=== Work instructions ===
Copy only this range: the line with "Would you mind pointing to the worker in" through the final line of the material, inclusive at both ends.

=== Given data ===
— begin —

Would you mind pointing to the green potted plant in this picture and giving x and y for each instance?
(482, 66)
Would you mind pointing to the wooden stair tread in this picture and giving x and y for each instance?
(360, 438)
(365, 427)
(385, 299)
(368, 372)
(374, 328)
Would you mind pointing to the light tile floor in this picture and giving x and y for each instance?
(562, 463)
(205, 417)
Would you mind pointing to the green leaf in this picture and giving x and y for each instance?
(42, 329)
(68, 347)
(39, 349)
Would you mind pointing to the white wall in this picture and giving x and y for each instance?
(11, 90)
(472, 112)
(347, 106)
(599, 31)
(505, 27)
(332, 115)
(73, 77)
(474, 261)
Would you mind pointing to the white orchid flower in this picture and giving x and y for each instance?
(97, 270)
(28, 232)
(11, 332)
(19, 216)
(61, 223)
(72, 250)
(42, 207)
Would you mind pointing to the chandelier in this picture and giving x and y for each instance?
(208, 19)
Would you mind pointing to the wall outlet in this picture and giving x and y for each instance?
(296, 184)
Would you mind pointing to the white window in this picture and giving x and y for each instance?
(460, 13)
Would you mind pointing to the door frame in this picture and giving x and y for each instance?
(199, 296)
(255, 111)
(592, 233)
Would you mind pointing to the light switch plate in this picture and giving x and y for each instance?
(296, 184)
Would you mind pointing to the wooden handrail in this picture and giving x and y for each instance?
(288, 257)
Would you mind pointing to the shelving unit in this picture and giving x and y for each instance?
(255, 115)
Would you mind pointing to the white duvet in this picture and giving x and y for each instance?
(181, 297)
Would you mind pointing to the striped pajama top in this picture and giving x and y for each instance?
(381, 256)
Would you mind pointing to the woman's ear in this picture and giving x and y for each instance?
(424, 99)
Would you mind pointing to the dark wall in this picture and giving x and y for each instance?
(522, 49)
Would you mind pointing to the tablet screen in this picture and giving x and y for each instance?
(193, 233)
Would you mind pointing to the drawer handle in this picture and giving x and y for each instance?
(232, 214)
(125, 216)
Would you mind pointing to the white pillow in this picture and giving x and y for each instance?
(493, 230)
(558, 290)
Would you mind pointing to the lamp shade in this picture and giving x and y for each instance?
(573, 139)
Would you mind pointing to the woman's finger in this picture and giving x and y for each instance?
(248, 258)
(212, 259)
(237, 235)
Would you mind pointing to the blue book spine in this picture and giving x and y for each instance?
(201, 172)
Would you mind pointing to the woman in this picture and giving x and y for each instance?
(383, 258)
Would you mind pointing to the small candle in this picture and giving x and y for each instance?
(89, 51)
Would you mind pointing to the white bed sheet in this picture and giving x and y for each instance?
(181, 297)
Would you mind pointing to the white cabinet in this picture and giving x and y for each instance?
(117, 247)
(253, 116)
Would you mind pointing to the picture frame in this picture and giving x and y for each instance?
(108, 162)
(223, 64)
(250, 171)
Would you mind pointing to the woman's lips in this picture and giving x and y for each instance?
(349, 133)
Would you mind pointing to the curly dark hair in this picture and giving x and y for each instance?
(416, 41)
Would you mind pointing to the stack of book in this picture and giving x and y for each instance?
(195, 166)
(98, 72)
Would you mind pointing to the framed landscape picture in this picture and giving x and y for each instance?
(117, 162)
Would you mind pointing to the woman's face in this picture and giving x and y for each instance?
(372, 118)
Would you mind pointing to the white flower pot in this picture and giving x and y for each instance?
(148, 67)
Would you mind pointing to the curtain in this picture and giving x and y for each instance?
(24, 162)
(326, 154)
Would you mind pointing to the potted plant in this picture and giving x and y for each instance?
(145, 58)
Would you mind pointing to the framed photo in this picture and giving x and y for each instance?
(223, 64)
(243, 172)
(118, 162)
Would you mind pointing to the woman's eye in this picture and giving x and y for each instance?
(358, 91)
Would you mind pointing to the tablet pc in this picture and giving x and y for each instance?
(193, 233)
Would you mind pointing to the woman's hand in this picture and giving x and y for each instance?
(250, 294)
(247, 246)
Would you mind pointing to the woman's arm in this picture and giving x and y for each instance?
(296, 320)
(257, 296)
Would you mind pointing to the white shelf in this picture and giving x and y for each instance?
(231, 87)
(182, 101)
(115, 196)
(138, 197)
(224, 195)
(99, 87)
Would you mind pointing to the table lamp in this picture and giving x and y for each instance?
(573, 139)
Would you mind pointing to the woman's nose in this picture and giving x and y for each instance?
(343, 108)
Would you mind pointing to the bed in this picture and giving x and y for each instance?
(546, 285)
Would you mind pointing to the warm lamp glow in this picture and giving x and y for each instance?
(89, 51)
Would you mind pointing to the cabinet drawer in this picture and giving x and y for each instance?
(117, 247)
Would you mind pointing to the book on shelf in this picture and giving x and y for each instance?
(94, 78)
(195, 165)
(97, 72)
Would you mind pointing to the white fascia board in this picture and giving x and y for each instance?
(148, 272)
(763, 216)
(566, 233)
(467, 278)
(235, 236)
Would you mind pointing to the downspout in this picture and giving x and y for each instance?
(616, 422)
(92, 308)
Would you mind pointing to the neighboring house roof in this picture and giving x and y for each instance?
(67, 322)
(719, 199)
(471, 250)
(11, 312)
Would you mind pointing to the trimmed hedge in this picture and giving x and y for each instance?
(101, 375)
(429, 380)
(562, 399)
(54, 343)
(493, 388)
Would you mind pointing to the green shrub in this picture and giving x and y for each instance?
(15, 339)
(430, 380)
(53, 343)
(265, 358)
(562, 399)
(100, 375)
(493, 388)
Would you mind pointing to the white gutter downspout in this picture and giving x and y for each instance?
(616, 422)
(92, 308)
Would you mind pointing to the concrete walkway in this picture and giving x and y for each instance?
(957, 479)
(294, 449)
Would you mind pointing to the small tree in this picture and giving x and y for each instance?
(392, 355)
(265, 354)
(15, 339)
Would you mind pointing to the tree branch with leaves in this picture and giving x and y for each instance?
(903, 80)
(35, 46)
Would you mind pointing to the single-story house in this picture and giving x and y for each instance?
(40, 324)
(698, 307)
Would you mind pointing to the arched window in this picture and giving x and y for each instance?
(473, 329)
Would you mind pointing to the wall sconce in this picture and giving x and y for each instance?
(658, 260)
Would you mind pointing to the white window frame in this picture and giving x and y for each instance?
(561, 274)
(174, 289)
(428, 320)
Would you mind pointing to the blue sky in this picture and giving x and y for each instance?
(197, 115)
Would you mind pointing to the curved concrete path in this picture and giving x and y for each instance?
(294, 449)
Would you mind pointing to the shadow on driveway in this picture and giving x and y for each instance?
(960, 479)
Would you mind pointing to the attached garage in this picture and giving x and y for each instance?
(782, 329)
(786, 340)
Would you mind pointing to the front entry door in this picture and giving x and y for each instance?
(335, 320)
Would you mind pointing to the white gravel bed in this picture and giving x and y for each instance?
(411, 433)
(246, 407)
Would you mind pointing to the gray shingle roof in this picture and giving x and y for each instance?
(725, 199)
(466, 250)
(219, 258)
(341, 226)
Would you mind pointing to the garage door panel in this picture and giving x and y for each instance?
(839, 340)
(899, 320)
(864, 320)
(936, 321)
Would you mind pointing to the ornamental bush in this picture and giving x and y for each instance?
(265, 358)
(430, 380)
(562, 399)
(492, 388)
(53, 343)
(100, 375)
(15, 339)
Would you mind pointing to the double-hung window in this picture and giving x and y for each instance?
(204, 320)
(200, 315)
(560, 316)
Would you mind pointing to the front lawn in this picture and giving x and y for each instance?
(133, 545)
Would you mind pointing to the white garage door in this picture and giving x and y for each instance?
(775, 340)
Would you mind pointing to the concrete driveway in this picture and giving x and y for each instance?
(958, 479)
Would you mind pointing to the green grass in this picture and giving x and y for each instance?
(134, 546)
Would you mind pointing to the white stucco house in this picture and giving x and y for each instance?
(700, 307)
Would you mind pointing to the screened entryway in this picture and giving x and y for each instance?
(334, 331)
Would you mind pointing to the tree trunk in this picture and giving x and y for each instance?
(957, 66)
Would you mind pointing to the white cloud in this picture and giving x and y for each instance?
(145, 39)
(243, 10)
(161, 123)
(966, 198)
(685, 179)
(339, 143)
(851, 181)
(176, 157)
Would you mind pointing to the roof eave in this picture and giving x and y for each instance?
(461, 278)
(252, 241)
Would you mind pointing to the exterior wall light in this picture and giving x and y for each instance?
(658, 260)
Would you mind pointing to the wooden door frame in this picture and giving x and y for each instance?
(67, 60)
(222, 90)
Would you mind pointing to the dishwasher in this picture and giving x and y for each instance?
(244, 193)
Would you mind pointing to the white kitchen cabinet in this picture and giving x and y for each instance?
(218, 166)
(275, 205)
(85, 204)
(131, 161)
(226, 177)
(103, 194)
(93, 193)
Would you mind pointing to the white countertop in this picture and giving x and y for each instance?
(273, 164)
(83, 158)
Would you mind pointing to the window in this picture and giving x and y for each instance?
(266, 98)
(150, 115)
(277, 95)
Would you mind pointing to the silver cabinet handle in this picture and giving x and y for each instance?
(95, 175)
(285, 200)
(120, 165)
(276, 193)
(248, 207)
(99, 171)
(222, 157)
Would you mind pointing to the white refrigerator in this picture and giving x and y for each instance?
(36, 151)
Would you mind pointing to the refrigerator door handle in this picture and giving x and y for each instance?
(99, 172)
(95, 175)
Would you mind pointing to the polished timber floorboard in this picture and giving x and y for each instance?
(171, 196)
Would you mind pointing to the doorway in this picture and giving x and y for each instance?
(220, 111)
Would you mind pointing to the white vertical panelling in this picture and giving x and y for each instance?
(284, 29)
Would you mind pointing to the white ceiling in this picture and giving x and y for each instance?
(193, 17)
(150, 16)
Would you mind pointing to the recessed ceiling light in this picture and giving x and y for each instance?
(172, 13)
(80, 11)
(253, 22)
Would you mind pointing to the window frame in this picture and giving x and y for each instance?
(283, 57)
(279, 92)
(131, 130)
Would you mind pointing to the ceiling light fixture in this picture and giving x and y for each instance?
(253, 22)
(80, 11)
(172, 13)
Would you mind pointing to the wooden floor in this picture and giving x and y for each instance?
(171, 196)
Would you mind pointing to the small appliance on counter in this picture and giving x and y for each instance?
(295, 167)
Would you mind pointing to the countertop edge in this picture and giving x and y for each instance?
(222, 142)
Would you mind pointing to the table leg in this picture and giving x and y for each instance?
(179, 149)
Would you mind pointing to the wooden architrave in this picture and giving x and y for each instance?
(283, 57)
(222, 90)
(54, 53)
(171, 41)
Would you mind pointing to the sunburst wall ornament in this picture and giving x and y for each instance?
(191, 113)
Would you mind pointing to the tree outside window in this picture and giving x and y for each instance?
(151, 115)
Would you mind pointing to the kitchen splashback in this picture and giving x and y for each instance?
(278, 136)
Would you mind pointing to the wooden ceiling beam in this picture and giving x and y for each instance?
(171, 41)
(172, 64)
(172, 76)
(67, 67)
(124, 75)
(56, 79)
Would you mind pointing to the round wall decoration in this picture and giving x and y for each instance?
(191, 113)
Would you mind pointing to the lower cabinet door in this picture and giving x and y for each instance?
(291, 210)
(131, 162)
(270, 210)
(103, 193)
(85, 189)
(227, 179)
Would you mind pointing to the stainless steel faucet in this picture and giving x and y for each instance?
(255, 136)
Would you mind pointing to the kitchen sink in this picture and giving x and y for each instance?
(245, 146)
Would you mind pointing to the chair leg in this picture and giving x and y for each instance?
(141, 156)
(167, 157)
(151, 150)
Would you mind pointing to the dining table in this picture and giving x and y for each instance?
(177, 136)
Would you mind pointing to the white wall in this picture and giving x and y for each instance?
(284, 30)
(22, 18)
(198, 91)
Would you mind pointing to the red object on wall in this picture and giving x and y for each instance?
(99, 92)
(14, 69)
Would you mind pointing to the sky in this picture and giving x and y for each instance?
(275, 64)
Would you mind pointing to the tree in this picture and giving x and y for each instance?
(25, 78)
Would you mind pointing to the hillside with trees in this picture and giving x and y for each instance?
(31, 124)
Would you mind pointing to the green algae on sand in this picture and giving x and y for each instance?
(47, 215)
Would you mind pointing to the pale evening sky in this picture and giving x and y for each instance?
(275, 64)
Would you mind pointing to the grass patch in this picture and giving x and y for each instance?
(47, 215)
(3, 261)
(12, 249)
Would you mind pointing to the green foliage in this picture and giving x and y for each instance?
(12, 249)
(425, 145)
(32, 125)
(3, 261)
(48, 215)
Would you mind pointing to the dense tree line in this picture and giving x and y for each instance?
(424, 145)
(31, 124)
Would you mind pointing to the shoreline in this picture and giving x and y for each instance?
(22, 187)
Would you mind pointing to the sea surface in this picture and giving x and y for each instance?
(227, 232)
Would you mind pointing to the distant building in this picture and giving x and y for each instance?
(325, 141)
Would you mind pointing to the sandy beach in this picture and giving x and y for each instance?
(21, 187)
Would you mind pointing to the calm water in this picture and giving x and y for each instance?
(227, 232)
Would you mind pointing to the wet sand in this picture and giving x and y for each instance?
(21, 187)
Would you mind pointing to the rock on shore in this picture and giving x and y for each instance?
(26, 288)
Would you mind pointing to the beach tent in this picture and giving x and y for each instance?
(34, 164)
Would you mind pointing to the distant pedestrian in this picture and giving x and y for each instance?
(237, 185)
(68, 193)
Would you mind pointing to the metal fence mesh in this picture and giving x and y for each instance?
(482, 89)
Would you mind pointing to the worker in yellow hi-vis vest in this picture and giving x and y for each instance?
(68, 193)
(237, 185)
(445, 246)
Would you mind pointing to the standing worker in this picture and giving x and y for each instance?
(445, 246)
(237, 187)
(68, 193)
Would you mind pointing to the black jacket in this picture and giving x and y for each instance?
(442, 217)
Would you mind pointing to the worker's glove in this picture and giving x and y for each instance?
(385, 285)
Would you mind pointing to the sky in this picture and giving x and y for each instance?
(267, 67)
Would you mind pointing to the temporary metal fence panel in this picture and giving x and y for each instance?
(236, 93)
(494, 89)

— end —

=== Solution to this problem ===
Would you mind pointing to the worker in yellow hi-vis vest in this picture and giving x and y for each instance?
(68, 193)
(237, 185)
(445, 246)
Would you mind pointing to the standing worker in this picture and giving x and y for each instance?
(445, 246)
(237, 187)
(68, 193)
Would you mind pointing to the black jacket in this picture and giving x and y for each instance?
(442, 217)
Would you mind pointing to the worker's glove in this picture and giving x and y for each instance?
(385, 285)
Would you mind pointing to the sky in this picture and giving x and y for each instance?
(267, 67)
Would you mind pointing to the temporary metal fence panel in this picture and giving x and y for each instance?
(236, 93)
(494, 89)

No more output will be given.